Saturday, August 26, 2017

SHARE Member in the Spotlight: Debra Clark

Deb Clark, standing for a strong contract
on the University Campus
As we come up on SHARE's 20th Anniversary, we're reflecting on how far our union has come.

After our most recent contract negotiations, I sat down with Deb Clark, a long-term UMass Memorial employee and SHARE union leader. She’s got a unique perspective on our contract and negotiations. Deb is a veteran negotiator and member of the SHARE Executive Board. Incidentally, in the past, she’s also been laid off from the hospital three times, and has intimate familiarity with SHARE’s work-security policy.


SHARE’s been working to improve UMass Memorial for twenty years, and, in spite of our successes, our hospital often isn’t a happier place. What does Deb Clark think about that? Is there reason to be more optimistic now?


As she points out, one optimistic note is that the hospital’s commitment to working with SHARE to improve the culture for employees is now spelled out in our contract: “We have their full support to make sure that these things happen. They are committed to doing it,” she said.


I interviewed Deb because I wanted to know, from her perspective, now that our new contract is being implemented: what does she think of the work that we’re doing? Where does it go from here? If you know her, you won’t be surprised that Deb has her own ideas about SHARE’s outlook in the years to come. Here’s our full conversation . . .


Kirk Davis
SHARE Staff Organizer


KD: Debbie Clark! Where do you work and what do you do all day?


DC: I work in Lakeside A, the CDU [Clinical Decision Unit]. I'm the unit clerk, and we're pretty busy down there. We're constantly busy, moving, doing something different every minute.


KD: I don't see how it would be anything else there. You and I have been on the SHARE negotiating team at least a couple of times before. How many negotiations have you been in?


I think this is my third negotiations that I've been in, so . . . three.


KD: Since you've been in negotiations before: what were you expecting this time around?


I really didn't know what to expect this time around. They [the Interest-Based Bargaining principles] were all new ideas to us, that we had been trained in and worked with, and it was a kind of learn-as-you-go kind of experience, so we weren't really sure what we were in for.


KD: We did learn . . . we had formal training and a great facilitator in Joel Cutcher-Gershenfeld, is that the kind of thing that you're getting at?


Yes.


KD: We've always attempted to have a kind of informal Interest-Based negotiation approach, and every time we negotiate with the hospital it's different. We're always negotiating with a different negotiating team . . . a different CEO, for example, and different leaders in Labor Relations. And we've had varying levels of success with that approach. What would you say about past negotiations that would make you expect one thing or another?

Work instruction
Answer these questions from the SHARE member spotlight:
1. Where does Deb Clark work, and what is her job there?
2. How many times has she been laid off from the hospital?
3. Who is named as the negotiating team's facilitator?

Extracted information
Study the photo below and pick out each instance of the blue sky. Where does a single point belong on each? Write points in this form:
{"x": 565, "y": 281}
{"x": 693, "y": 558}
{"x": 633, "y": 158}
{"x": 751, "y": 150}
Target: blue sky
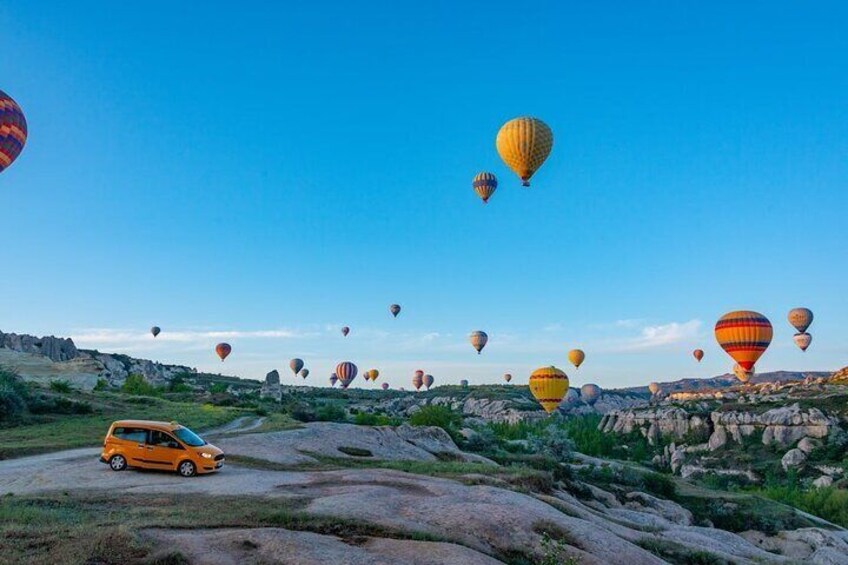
{"x": 265, "y": 175}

Your response
1. In Lakeside A, the CDU (Clinical Decision Unit), as the unit clerk.
2. Three times.
3. Joel Cutcher-Gershenfeld.